=== DATASET CONTENT ===
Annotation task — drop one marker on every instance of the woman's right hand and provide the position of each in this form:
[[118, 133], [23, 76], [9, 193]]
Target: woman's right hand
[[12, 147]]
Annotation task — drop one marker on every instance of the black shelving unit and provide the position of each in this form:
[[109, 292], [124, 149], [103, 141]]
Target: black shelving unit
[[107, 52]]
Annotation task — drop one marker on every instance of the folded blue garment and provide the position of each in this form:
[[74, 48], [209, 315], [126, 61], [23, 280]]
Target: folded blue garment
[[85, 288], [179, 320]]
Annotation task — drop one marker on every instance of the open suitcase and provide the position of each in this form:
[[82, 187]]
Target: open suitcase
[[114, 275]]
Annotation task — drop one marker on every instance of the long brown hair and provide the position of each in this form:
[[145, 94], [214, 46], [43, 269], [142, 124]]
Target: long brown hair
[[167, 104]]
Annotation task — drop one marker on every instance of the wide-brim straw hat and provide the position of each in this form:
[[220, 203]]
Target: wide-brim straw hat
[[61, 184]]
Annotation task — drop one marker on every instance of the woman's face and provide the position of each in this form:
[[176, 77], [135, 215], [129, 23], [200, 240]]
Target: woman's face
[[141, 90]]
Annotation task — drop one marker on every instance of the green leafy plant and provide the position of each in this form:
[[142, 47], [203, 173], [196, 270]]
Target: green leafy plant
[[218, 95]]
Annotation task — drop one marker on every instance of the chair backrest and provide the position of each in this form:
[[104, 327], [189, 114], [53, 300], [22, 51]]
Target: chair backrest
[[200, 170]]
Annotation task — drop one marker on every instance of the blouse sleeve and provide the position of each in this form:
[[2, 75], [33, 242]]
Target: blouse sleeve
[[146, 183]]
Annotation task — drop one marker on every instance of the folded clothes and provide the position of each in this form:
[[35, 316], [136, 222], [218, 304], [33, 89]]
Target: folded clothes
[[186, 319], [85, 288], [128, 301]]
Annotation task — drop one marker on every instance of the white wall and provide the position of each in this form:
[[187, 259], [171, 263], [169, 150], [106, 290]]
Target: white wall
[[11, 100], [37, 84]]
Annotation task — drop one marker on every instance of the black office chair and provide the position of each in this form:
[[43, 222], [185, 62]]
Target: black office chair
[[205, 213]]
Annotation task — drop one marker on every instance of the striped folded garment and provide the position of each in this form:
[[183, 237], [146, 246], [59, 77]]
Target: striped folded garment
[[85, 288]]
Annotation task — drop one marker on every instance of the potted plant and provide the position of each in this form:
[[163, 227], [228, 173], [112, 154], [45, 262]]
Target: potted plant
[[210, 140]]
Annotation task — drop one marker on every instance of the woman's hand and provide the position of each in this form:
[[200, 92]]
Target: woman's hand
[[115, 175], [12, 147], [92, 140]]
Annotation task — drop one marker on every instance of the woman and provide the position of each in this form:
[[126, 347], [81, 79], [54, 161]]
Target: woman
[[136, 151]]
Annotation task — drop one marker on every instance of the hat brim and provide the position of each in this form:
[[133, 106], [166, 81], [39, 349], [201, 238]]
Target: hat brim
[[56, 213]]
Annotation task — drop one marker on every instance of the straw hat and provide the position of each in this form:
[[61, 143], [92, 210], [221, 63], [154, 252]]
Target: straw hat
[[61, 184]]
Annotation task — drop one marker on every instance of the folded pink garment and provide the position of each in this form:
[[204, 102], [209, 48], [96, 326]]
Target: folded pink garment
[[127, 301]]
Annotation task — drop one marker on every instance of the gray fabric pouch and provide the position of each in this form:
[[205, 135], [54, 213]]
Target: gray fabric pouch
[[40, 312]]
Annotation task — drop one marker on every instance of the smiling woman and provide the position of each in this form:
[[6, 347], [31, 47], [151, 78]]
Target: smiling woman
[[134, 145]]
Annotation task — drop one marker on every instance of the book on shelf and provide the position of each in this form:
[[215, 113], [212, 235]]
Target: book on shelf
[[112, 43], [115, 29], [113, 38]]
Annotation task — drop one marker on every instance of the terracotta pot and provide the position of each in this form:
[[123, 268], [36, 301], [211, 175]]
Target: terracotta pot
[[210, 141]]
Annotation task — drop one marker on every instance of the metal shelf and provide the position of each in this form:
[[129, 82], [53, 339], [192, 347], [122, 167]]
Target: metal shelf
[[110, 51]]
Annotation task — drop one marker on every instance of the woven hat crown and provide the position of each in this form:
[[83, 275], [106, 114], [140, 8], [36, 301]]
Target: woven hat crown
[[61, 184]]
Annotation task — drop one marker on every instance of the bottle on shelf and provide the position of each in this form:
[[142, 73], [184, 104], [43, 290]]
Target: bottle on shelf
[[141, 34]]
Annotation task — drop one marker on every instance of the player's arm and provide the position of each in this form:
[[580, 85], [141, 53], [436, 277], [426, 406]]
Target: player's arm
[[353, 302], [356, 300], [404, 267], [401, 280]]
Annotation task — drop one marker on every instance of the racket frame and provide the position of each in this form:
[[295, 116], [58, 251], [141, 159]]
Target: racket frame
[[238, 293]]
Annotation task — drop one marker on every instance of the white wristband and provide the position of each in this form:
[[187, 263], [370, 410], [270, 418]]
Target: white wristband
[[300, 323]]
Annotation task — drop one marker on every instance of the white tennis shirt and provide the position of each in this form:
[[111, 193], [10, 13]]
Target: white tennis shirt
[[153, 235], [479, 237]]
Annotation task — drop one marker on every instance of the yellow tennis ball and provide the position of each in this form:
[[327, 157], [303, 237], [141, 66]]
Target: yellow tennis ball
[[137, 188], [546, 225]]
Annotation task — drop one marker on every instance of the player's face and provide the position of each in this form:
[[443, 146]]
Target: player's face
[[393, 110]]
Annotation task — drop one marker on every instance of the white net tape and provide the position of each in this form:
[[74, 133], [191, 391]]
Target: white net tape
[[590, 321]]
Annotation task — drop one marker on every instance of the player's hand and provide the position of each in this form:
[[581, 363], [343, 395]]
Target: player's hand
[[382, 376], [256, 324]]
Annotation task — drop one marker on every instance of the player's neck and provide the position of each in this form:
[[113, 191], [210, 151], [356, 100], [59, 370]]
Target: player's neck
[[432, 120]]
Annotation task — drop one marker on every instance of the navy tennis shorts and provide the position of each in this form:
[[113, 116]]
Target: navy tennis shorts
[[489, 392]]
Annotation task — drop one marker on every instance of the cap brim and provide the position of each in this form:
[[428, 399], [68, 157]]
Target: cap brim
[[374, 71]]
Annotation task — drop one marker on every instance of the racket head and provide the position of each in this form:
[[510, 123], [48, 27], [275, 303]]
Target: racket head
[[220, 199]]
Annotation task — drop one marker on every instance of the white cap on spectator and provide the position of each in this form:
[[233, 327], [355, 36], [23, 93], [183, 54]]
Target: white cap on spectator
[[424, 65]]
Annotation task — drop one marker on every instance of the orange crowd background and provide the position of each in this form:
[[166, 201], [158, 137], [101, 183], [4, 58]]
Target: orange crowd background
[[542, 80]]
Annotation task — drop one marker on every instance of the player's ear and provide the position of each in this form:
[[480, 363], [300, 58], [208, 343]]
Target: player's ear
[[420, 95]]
===
[DO THIS]: Return the records from the very first line through the line containing "[[146, 183]]", inclusive, reproducing each line without any change.

[FULL SOLUTION]:
Annotation task — drop one marker on every instance of the woman's right hand and provide the position of each in this form:
[[118, 133], [23, 76], [9, 193]]
Target: woman's right hand
[[12, 147]]
Annotation task — drop one marker on every instance of the black shelving unit and provide the position of each in this form:
[[109, 292], [124, 149], [103, 141]]
Target: black shelving unit
[[107, 52]]
Annotation task — drop one marker on every instance of the folded blue garment and provide the position of each in this form:
[[74, 48], [209, 315], [126, 61], [23, 280]]
Target: folded blue garment
[[85, 288], [179, 320]]
Annotation task — drop one marker on every instance of the open suitcase and provide the position of each in this form:
[[82, 187]]
Target: open suitcase
[[114, 275]]
Annotation task — drop one marker on every instance of the long brown hair and provide the position of each in this form:
[[145, 94], [214, 46], [43, 269], [142, 124]]
Target: long brown hair
[[167, 104]]
Annotation task — drop one marker on every instance of the wide-brim straw hat and provide the position of each in this form:
[[220, 203]]
Target: wide-brim straw hat
[[61, 184]]
Annotation task — drop one marker on every instance of the woman's face and provide the position of each in this form:
[[176, 77], [135, 215], [129, 23], [200, 240]]
Target: woman's face
[[141, 90]]
Annotation task — drop one marker on every instance of the green leafy plant and provide the position of each in this form:
[[142, 47], [203, 173], [196, 270]]
Target: green leafy plant
[[218, 95]]
Annotation task — drop one marker on every instance of the chair backrest and provide the position of each in this form:
[[104, 327], [189, 114], [53, 300], [22, 51]]
Target: chair backrest
[[200, 170]]
Annotation task — drop one marker on every instance of the blouse sleeve and provide the position of each in this form:
[[2, 75], [33, 242]]
Target: blouse sleeve
[[146, 183]]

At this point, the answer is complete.